Source excerpt:
= = = = =

Analysis of Video Game Sales

Question One

The graph shows the number of sales(in millions) per year.

#load CSV
mydata <- read.csv('vgsales.csv')

#Do my basic Data aggregating
sales <- aggregate(mydata$Global_Sales ~ mydata$Year, data = mydata, sum)
names(sales) <- c('Year', 'Sales')

#plotting
plot(sales$Year, sales$Sales, 
     type = 'l', 
     xlab = 'Year', 
     ylab = 'Sales', 
     main = 'Sales Per Year')

Question Two

One of my hypotheses was that North America typically buys more video games than any other region, whether due to population or just general consumer tastes. The results of my data support this hypothesis since for most years North America has a higher average quantity purchase amount.

#Set up data for the different regions
NaSales <- aggregate(mydata$NA_Sales ~ mydata$Year, data = mydata, mean)
names(NaSales) <- c('Year', 'NASales')
EuSales <- aggregate(mydata$EU_Sales ~ mydata$Year, data = mydata, mean)
names(EuSales) <- c('Year', 'EUSales')
JpSales <- aggregate(mydata$JP_Sales ~ mydata$Year, data = mydata, mean)
names(JpSales) <- c('Year', 'JPSales')

#plotting
plot(NaSales$Year, NaSales$NASales, 
     col = 'blue',
     type = 'l', 
     xlab = 'Year', 
     ylab = 'Average Sales', 
     main = 'Average Sales per Region per Year')
lines(EuSales$Year, EuSales$EUSales, 
      col = 'green', 
      type = 'l')
lines(JpSales$Year, JpSales$JPSales, 
      col = 'red', 
      type = 'l')
legend("topright", 
       legend = c("Na", "EU", "JP"), 
       col = c("blue", "green", "red"), 
       lty = c(1, 2, 3))

Question Three

One of my other hypotheses was that video game sales are trending upward, as in more sales are happening every year. What I learned from question one was that this data set does not have a lot of representation of video games released after about 2010. Therefore I filtered the data down to just games released prior to 2010 and then did my correlation testing on that. What I found was that there is very likely a positive correlation between year and sales, meaning my hypothesis is probably true.

#Filtering data based on first question
filtered_data <- mydata[mydata$Year <= 2010, ]

#was getting non-numeric error so fixing
filtered_data$Year <- as.numeric(as.character(filtered_data$Year))
filtered_data$Global_Sales <- as.numeric(as.character(filtered_data$Global_Sales))

#aggregating the data
filtered_sales <- aggregate(filtered_data$Global_Sales ~ filtered_data$Year, data = mydata, sum)
names(filtered_sales) <- c('Year', 'Sales')

= = = = =

Entries shown:
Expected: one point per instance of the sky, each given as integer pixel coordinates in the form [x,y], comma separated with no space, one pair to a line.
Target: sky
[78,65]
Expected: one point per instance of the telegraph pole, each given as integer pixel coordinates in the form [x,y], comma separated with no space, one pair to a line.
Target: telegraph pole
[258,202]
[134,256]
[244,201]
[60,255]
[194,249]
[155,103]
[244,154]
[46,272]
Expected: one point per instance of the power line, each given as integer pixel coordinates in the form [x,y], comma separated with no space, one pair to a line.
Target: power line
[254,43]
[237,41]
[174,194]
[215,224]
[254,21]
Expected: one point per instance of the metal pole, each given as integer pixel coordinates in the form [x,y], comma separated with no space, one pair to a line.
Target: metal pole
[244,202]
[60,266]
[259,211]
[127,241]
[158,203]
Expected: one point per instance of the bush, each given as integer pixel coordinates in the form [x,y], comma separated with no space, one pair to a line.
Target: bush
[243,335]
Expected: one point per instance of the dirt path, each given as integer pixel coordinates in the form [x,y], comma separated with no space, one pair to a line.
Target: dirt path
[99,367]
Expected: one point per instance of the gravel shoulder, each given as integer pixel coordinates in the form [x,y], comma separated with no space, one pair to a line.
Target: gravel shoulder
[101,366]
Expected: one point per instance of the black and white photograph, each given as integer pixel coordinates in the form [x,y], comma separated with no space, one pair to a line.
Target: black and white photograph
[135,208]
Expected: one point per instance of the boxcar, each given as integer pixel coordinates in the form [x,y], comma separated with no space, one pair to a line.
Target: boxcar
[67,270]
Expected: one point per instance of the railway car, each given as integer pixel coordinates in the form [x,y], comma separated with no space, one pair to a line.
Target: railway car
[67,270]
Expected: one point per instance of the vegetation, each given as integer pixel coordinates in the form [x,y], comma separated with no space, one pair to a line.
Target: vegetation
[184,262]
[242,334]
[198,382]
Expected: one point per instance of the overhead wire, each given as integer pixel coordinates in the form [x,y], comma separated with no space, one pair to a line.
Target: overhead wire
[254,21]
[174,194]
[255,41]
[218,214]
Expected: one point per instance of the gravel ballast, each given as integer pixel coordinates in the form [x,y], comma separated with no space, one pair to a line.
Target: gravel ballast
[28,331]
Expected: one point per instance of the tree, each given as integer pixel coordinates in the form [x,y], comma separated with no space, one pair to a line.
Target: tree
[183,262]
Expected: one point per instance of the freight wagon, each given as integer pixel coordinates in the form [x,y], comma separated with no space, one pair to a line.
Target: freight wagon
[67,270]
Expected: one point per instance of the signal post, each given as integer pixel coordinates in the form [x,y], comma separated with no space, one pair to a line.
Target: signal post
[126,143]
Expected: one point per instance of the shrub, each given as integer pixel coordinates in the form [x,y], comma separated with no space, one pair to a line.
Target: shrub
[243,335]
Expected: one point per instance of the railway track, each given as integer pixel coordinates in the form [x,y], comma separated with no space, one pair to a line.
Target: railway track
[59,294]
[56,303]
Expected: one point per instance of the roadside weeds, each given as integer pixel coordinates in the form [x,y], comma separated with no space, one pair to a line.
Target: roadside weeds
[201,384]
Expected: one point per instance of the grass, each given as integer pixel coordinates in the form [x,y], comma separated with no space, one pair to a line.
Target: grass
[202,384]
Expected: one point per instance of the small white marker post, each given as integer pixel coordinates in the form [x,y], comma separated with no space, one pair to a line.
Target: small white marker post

= = = = =

Required tasks:
1. In the video game sales analysis, why was the data cut down to games released in 2010 or earlier before the correlation testing?
2. List every column name from vgsales.csv that the R code in the video game sales analysis refers to.
3. Write the next part of the video game sales analysis, picking up right after the line that names the columns of filtered_sales.

Expected results:
1. Question one showed that the data set has few games released after about 2010. So the author kept only games released before then and ran the correlation testing on that filtered data.

2. Global_Sales, Year, NA_Sales, EU_Sales, JP_Sales

3.
#Correlation testing
correlation <- cor.test(filtered_sales$Year, filtered_sales$Sales)
print(correlation)

## 
##  Pearson's product-moment correlation
## 
## data:  filtered_sales$Year and filtered_sales$Sales
## t = 12.716, df = 29, p-value = 2.19e-13
## alternative hypothesis: true correlation is not equal to 0
## 95 percent confidence interval:
##  0.8408402 0.9614568
## sample estimates:
##       cor 
## 0.9208262

#creating linear model to get direction of correlation
LinearModel <- lm(filtered_sales$Sales ~ filtered_sales$Year, data = mydata)
summary(LinearModel)

## 
## Call:
## lm(formula = filtered_sales$Sales ~ filtered_sales$Year, data = mydata)
## 
## Residuals:
##     Min      1Q  Median      3Q     Max 
## -134.47  -61.12  -15.53   57.72  166.86 
## 
## Coefficients:
##                       Estimate Std. Error t value Pr(>|t|)    
## (Intercept)         -44198.935   3493.461  -12.65 2.48e-13 ***
## filtered_sales$Year     22.266      1.751   12.72 2.19e-13 ***
## ---
## Signif. codes:  0 '***' 0.001 '**' 0.01 '*' 0.05 '.' 0.1 ' ' 1
## 
## Residual standard error: 87.2 on 29 degrees of freedom
## Multiple R-squared:  0.8479, Adjusted R-squared:  0.8427 
## F-statistic: 161.7 on 1 and 29 DF,  p-value: 2.19e-13

Question Four

This counts the number of games released every 5 years starting from 1980. As you can see there is extremely low representation post 2010 which supports my decision to filter out games post 2010 in the previous question.

#non-numeric error
mydata$Year <- as.numeric(as.character(mydata$Year))

#plotting
hist(mydata$Year, 
     breaks = 8,
     xlab = 'Year',
     ylab = 'Count',
     main = 'Number of games released per 5 years')

Question Five

I will be using the sales data per region that I found in question two. As you can see in the p value result, there is a statisically significant difference between the sales in North America and the sales in EU, meaning that my hypothesis is supported by the t-test.

#Getting non-numeric error again
NaSales$NASales <- as.numeric(as.character(NaSales$NASales))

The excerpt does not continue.